Direction — Which lines below contain the word "teeth", with case counting? Copy each of those lines in full.

------------------------------------------------------------

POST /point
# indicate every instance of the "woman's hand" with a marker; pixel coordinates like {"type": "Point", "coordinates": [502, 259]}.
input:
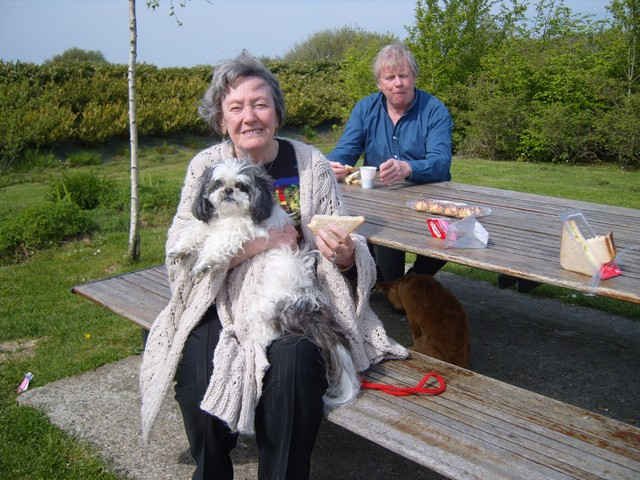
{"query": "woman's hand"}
{"type": "Point", "coordinates": [339, 170]}
{"type": "Point", "coordinates": [336, 246]}
{"type": "Point", "coordinates": [286, 236]}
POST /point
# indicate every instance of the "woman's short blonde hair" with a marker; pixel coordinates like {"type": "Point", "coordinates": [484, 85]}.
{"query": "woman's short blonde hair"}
{"type": "Point", "coordinates": [394, 55]}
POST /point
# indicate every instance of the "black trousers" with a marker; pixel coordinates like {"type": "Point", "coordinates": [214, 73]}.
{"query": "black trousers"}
{"type": "Point", "coordinates": [390, 263]}
{"type": "Point", "coordinates": [288, 415]}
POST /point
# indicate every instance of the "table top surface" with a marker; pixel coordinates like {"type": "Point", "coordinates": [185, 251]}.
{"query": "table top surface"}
{"type": "Point", "coordinates": [524, 232]}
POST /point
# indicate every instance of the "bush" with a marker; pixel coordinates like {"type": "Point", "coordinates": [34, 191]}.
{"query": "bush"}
{"type": "Point", "coordinates": [86, 158]}
{"type": "Point", "coordinates": [42, 225]}
{"type": "Point", "coordinates": [85, 189]}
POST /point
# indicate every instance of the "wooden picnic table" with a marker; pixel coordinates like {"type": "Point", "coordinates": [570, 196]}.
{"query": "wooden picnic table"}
{"type": "Point", "coordinates": [479, 428]}
{"type": "Point", "coordinates": [524, 232]}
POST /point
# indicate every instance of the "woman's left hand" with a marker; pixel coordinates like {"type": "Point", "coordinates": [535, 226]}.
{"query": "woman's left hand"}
{"type": "Point", "coordinates": [336, 246]}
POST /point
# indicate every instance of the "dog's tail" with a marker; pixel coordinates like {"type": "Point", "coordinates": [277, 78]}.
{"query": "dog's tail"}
{"type": "Point", "coordinates": [309, 317]}
{"type": "Point", "coordinates": [345, 387]}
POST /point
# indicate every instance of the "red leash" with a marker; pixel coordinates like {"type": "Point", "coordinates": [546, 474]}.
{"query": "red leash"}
{"type": "Point", "coordinates": [404, 391]}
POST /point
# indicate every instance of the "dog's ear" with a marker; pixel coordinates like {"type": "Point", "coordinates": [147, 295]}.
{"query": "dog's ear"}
{"type": "Point", "coordinates": [262, 201]}
{"type": "Point", "coordinates": [202, 208]}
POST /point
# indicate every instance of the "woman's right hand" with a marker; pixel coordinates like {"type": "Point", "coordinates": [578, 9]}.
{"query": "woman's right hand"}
{"type": "Point", "coordinates": [283, 237]}
{"type": "Point", "coordinates": [286, 236]}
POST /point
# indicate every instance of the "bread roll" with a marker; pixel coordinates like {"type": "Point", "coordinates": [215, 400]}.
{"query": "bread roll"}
{"type": "Point", "coordinates": [346, 223]}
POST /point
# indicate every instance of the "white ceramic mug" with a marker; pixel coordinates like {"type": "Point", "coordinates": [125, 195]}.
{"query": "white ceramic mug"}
{"type": "Point", "coordinates": [367, 175]}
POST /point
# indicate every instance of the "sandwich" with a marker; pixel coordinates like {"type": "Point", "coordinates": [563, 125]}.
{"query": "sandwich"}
{"type": "Point", "coordinates": [585, 255]}
{"type": "Point", "coordinates": [345, 223]}
{"type": "Point", "coordinates": [353, 175]}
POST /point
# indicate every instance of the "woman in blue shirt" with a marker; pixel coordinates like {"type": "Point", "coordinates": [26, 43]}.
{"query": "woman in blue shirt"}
{"type": "Point", "coordinates": [403, 131]}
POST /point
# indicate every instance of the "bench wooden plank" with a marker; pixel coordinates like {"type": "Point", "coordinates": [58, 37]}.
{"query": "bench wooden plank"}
{"type": "Point", "coordinates": [525, 231]}
{"type": "Point", "coordinates": [480, 428]}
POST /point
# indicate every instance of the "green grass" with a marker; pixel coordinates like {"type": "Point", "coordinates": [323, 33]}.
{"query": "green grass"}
{"type": "Point", "coordinates": [72, 335]}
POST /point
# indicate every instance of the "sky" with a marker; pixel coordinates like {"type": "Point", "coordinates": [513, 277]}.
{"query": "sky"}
{"type": "Point", "coordinates": [212, 30]}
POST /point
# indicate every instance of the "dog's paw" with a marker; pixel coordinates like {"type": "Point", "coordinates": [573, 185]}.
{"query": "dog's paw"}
{"type": "Point", "coordinates": [200, 269]}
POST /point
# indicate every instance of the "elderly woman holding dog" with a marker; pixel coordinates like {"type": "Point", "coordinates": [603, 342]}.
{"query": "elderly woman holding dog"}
{"type": "Point", "coordinates": [197, 329]}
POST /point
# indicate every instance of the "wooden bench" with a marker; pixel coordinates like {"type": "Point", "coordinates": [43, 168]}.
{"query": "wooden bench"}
{"type": "Point", "coordinates": [480, 428]}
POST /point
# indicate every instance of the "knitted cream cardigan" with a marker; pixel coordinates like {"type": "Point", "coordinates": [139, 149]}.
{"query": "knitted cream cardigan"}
{"type": "Point", "coordinates": [234, 390]}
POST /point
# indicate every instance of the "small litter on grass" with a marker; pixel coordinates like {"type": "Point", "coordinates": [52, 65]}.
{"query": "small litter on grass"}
{"type": "Point", "coordinates": [24, 384]}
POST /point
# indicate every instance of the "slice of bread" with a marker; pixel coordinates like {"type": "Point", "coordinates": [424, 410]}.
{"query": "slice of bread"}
{"type": "Point", "coordinates": [584, 255]}
{"type": "Point", "coordinates": [346, 223]}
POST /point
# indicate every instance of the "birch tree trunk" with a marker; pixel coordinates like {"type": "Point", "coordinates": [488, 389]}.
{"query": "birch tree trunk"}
{"type": "Point", "coordinates": [134, 234]}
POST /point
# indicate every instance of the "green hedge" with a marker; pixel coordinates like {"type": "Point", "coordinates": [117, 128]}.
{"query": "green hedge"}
{"type": "Point", "coordinates": [44, 105]}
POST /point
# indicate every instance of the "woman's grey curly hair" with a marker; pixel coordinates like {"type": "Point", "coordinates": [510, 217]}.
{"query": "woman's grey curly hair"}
{"type": "Point", "coordinates": [225, 76]}
{"type": "Point", "coordinates": [394, 55]}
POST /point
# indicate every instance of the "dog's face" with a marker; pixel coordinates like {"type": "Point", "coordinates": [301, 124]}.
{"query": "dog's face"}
{"type": "Point", "coordinates": [234, 188]}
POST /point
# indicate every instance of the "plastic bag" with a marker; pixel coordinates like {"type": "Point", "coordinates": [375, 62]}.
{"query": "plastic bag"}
{"type": "Point", "coordinates": [582, 251]}
{"type": "Point", "coordinates": [465, 233]}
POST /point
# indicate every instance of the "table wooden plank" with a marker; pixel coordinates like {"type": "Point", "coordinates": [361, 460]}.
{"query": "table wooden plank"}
{"type": "Point", "coordinates": [524, 232]}
{"type": "Point", "coordinates": [484, 428]}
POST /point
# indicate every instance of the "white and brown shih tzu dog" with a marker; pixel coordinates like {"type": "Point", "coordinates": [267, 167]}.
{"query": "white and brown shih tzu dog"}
{"type": "Point", "coordinates": [236, 204]}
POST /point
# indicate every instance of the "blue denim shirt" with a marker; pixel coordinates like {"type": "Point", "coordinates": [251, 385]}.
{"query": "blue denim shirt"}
{"type": "Point", "coordinates": [421, 137]}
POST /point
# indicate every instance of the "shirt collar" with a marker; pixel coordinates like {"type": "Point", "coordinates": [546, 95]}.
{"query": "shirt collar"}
{"type": "Point", "coordinates": [383, 99]}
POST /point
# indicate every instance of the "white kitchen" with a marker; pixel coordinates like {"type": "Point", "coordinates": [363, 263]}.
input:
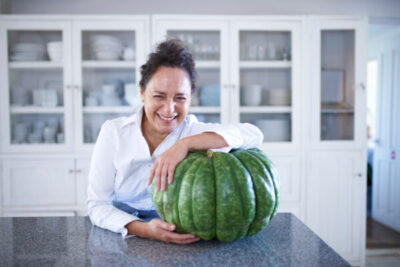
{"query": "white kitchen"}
{"type": "Point", "coordinates": [318, 78]}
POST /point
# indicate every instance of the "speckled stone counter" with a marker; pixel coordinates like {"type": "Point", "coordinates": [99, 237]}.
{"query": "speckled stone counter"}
{"type": "Point", "coordinates": [73, 241]}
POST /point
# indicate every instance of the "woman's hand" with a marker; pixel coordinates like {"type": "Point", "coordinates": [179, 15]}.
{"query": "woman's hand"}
{"type": "Point", "coordinates": [160, 230]}
{"type": "Point", "coordinates": [164, 167]}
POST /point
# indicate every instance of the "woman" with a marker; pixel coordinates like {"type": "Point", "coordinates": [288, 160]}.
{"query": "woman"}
{"type": "Point", "coordinates": [130, 151]}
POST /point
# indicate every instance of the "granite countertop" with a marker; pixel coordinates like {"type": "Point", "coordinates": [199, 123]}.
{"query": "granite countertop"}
{"type": "Point", "coordinates": [74, 241]}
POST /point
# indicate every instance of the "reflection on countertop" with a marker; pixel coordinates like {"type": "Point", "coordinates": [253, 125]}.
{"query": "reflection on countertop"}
{"type": "Point", "coordinates": [73, 241]}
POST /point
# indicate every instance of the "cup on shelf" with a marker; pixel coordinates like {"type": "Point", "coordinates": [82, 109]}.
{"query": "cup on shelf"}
{"type": "Point", "coordinates": [278, 97]}
{"type": "Point", "coordinates": [35, 138]}
{"type": "Point", "coordinates": [251, 95]}
{"type": "Point", "coordinates": [20, 132]}
{"type": "Point", "coordinates": [91, 101]}
{"type": "Point", "coordinates": [128, 53]}
{"type": "Point", "coordinates": [60, 138]}
{"type": "Point", "coordinates": [49, 135]}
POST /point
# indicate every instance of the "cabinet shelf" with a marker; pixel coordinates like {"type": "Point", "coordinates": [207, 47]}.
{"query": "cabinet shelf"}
{"type": "Point", "coordinates": [36, 110]}
{"type": "Point", "coordinates": [336, 109]}
{"type": "Point", "coordinates": [35, 65]}
{"type": "Point", "coordinates": [265, 64]}
{"type": "Point", "coordinates": [208, 64]}
{"type": "Point", "coordinates": [108, 64]}
{"type": "Point", "coordinates": [205, 110]}
{"type": "Point", "coordinates": [266, 109]}
{"type": "Point", "coordinates": [109, 109]}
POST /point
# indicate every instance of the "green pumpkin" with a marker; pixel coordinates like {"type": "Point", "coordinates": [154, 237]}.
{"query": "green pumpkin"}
{"type": "Point", "coordinates": [220, 195]}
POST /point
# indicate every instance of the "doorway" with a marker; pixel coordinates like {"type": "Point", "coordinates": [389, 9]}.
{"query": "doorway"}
{"type": "Point", "coordinates": [383, 128]}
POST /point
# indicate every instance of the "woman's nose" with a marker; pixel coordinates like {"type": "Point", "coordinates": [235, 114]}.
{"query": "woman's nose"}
{"type": "Point", "coordinates": [169, 107]}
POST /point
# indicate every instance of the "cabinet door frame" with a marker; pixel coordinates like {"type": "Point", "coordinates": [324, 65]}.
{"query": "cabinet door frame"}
{"type": "Point", "coordinates": [292, 25]}
{"type": "Point", "coordinates": [40, 25]}
{"type": "Point", "coordinates": [314, 27]}
{"type": "Point", "coordinates": [138, 24]}
{"type": "Point", "coordinates": [65, 166]}
{"type": "Point", "coordinates": [162, 23]}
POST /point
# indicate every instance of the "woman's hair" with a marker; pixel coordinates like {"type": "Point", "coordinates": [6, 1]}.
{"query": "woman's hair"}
{"type": "Point", "coordinates": [170, 53]}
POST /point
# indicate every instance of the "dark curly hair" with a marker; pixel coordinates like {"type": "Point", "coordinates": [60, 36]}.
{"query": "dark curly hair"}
{"type": "Point", "coordinates": [170, 53]}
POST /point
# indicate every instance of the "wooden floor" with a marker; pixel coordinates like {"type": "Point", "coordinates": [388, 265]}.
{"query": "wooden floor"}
{"type": "Point", "coordinates": [381, 236]}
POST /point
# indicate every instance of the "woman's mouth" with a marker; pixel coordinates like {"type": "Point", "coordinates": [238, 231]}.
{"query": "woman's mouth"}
{"type": "Point", "coordinates": [167, 119]}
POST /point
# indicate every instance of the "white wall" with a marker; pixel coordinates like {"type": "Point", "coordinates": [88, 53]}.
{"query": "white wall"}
{"type": "Point", "coordinates": [371, 8]}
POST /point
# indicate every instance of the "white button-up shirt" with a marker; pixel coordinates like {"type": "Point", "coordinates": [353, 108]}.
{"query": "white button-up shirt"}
{"type": "Point", "coordinates": [121, 164]}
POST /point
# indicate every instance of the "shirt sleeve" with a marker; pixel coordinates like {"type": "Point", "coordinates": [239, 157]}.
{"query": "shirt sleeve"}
{"type": "Point", "coordinates": [101, 184]}
{"type": "Point", "coordinates": [237, 135]}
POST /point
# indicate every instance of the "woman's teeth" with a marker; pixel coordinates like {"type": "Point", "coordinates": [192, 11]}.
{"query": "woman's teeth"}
{"type": "Point", "coordinates": [167, 119]}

------------------------------------------------------------

Solution for this exercise —
# indicate every instance of the "woman's teeth" with a marker; pixel coordinates like {"type": "Point", "coordinates": [192, 11]}.
{"query": "woman's teeth"}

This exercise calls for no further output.